━━━ RAW DATA ━━━

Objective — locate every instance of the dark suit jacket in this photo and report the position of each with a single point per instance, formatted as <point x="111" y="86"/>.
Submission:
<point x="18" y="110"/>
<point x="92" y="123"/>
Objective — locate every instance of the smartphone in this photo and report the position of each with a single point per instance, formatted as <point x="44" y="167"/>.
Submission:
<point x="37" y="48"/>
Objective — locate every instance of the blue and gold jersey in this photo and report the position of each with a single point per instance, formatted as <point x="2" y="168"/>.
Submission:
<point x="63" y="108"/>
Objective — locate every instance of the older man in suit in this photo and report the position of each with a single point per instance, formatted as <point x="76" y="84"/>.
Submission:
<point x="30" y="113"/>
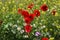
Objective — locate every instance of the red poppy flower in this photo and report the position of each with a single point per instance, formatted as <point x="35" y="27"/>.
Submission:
<point x="25" y="13"/>
<point x="44" y="7"/>
<point x="27" y="28"/>
<point x="27" y="20"/>
<point x="31" y="16"/>
<point x="30" y="5"/>
<point x="37" y="13"/>
<point x="45" y="39"/>
<point x="53" y="12"/>
<point x="19" y="10"/>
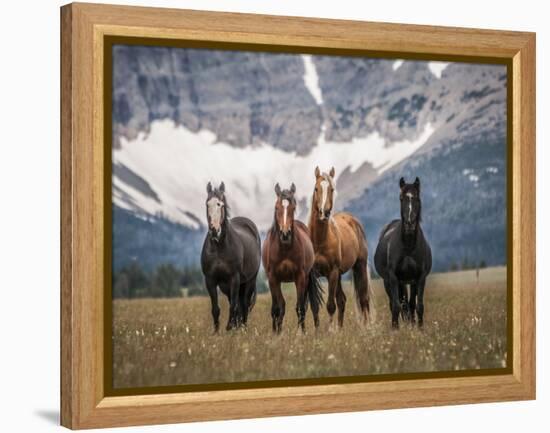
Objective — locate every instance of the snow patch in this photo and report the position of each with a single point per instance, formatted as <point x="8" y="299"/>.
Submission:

━━━

§ THE TASK
Omit the pictures and give the material again, exactly and in full.

§ SOLUTION TO THIS PROBLEM
Objective — locate every instance of the dark suit jacket in this photo and report the position of each with a single point per instance, formatted as <point x="111" y="86"/>.
Submission:
<point x="18" y="110"/>
<point x="92" y="123"/>
Objective — locate every instance of the smartphone in this photo and report the position of each with a single point per instance, formatted as <point x="44" y="167"/>.
Submission:
<point x="37" y="48"/>
Objective — locate every instance of the blue and gold jersey in this photo and report the position of each with a single point per instance, formatted as <point x="2" y="168"/>.
Submission:
<point x="63" y="108"/>
Objective — locate every instance of the older man in suit in this photo and report the position of each with a single point per instance, formatted as <point x="76" y="84"/>.
Submission:
<point x="30" y="113"/>
Objective — locate every instance of the red poppy flower in this photo and report the position of each with a single point per instance, formatted as <point x="35" y="27"/>.
Submission:
<point x="25" y="13"/>
<point x="44" y="7"/>
<point x="27" y="28"/>
<point x="27" y="20"/>
<point x="31" y="16"/>
<point x="30" y="5"/>
<point x="37" y="13"/>
<point x="45" y="39"/>
<point x="53" y="12"/>
<point x="19" y="10"/>
Objective — locate every instance of the snow patch in this photo and report the position of each with a single point per instance, formatted as <point x="8" y="299"/>.
Submission:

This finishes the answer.